EXTRACT ▸
+++

Net loss of Tata Motors widened in the June quarter at the consolidated level due to a steep rise in commodity costs and loss in production due to shortage of semiconductors.
The Mumbai-headquartered company, which owns British brands Jaguar and Land Rover, clocked 11.25 per cent increase in net loss to ₹4,951 crore during the June quarter, as against ₹4,450 crore clocked in the same quarter last year.
Deferred tax assets
Despite a loss, a tax charge of ₹1,098.06 crore was incurred at Jaguar Land Rover as a result of inability to recognise UK deferred tax assets.
Consolidated revenue from operations increased by 8.68 per cent to ₹71,228 crore against ₹65,535 crore posted in the same quarter last year.
Jaguar Land Rover volumes were constrained by ongoing semiconductor shortages, slower than expected new Range Rover and Range Rover Sport ramp up and China’s Covid-19 lockdowns.
Retail volumes of the two brands were flat in the June quarter when compared with the March quarter, while wholesales was down by 6 per cent quarter-on-quarter due to production constraints. The company claimed to have an order bank of 2,00,000 units for the two brands.
Tata Motors clarified that its enhanced engagement including partnership agreements with key suppliers is improving visibility of chip supply. It expects the ramp up to improve in the September quarter with the build rate for new Range Rover already double compared to the start of the quarter. The company is expecting 90,000 wholesales in the September quarter.
PB Balaji, CFO, Tata Motors, said, “Demand is expected to remain strong; chip supply is expected to improve from Q2. Cooling commodity costs will improve margins. We aim to deliver strong cash flows from Q2 onwards.”

+++

EXTRACTED DATA ▸
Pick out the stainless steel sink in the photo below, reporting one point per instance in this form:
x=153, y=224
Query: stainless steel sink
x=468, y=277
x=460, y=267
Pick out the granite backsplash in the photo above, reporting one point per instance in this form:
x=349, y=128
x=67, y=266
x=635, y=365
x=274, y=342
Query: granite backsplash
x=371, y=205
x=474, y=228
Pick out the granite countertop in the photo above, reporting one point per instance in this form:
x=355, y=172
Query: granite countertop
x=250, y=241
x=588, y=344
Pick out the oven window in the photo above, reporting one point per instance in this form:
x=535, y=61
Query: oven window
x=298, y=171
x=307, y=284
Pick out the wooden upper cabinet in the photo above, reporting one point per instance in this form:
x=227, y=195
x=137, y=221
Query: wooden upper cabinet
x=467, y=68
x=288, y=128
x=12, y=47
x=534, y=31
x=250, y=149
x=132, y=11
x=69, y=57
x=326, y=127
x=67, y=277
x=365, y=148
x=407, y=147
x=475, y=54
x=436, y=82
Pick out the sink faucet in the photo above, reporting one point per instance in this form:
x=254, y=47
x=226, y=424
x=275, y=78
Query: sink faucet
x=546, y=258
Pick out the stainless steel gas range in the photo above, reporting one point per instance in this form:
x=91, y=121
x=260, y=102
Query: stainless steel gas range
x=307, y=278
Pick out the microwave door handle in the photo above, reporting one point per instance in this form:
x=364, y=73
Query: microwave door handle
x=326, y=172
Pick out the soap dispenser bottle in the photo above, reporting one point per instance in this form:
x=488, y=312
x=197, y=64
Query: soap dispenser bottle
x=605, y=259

+++

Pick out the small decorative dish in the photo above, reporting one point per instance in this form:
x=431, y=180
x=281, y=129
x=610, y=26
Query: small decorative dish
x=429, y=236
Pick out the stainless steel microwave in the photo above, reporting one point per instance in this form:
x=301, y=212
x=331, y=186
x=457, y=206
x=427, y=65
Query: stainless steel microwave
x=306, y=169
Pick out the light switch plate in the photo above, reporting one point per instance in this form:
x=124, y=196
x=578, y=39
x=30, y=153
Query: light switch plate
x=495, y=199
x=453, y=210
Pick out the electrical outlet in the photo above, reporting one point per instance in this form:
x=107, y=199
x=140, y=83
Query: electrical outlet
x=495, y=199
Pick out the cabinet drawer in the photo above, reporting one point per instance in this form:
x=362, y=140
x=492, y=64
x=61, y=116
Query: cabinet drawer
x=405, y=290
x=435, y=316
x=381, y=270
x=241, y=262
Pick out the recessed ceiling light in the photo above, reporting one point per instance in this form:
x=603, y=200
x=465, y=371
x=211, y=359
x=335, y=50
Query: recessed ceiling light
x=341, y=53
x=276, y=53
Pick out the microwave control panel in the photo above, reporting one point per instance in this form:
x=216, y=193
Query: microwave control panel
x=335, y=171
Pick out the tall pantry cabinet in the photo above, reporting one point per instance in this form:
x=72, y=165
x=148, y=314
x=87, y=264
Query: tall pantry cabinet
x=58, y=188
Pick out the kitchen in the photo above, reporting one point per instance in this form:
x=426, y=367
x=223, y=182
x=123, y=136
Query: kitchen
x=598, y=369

+++

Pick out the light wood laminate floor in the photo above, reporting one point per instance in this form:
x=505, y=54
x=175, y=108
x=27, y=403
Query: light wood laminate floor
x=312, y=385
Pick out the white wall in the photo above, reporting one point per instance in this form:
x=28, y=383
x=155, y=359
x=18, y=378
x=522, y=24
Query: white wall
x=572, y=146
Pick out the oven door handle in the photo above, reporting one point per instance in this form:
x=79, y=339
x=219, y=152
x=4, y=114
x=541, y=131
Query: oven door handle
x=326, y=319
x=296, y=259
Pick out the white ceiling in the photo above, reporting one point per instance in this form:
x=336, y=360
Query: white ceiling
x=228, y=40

+++

EXERCISE INSTRUCTIONS ▸
A - Check each statement against the article on Tata Motors' June-quarter results. For each, answer yes or no and quote the words of the article that decide it.
(i) Consolidated revenue from operations fell in the June quarter.
(ii) Jaguar Land Rover wholesales declined by 6 per cent quarter-on-quarter.
(iii) Jaguar Land Rover recorded a tax credit in the quarter.
B - Turn the paragraph of the Tata Motors article that begins "Tata Motors clarified that its enhanced engagement" into a short bulleted list that keeps its main facts.
C - Proceed with the article on Tata Motors' June-quarter results, picking up after its final paragraph.

RESPONSE LIST ▸
A -
(i) No: "Consolidated revenue from operations increased by 8.68 per cent to ₹71,228 crore"
(ii) Yes: "wholesales was down by 6 per cent quarter-on-quarter due to production constraints"
(iii) No: "a tax charge of ₹1,098.06 crore was incurred at Jaguar Land Rover"

B -
- Closer engagement with key suppliers, including partnership agreements, is improving visibility of chip supply.
- Tata Motors expects the ramp-up to improve in the September quarter.
- The build rate for the new Range Rover is already double what it was at the start of the quarter.
- The company expects 90,000 wholesales in the September quarter.

C -
Tata Motors is working to debottleneck supply constraints at JLR. It is aiming to effect price hikes and refocus actions to recover cost inflation to achieve 5 per cent EBIT margin and £1-billion positive free cash flows in FY23.
At the stand-alone level, Tata Motors has already announced a capital expenditure of around ₹6,000 crore for FY23.
The company’s commercial vehicle business recorded a growth of 104 per cent in wholesale volumes during the June quarter on the back of increased activity in road construction, mining and growth in agriculture and e-commerce.
The growth in the company’s passenger vehicle business remained an outlier compared to the rest of the industry. Tata Motors’ wholesale volumes more than doubled during the June quarter.
Balaji also mentioned that there has been no effect on demand for its electric vehicle range offered in India following the fire incident some weeks ago involving a Tata Nexon EV.
“The DRDO has completed their investigation into the incident. All data and discussion have been completed and reports have been filed by them. We are waiting for the experts to place their opinion on that. It has not had any impact on our sales and orderbook,” Balaji added.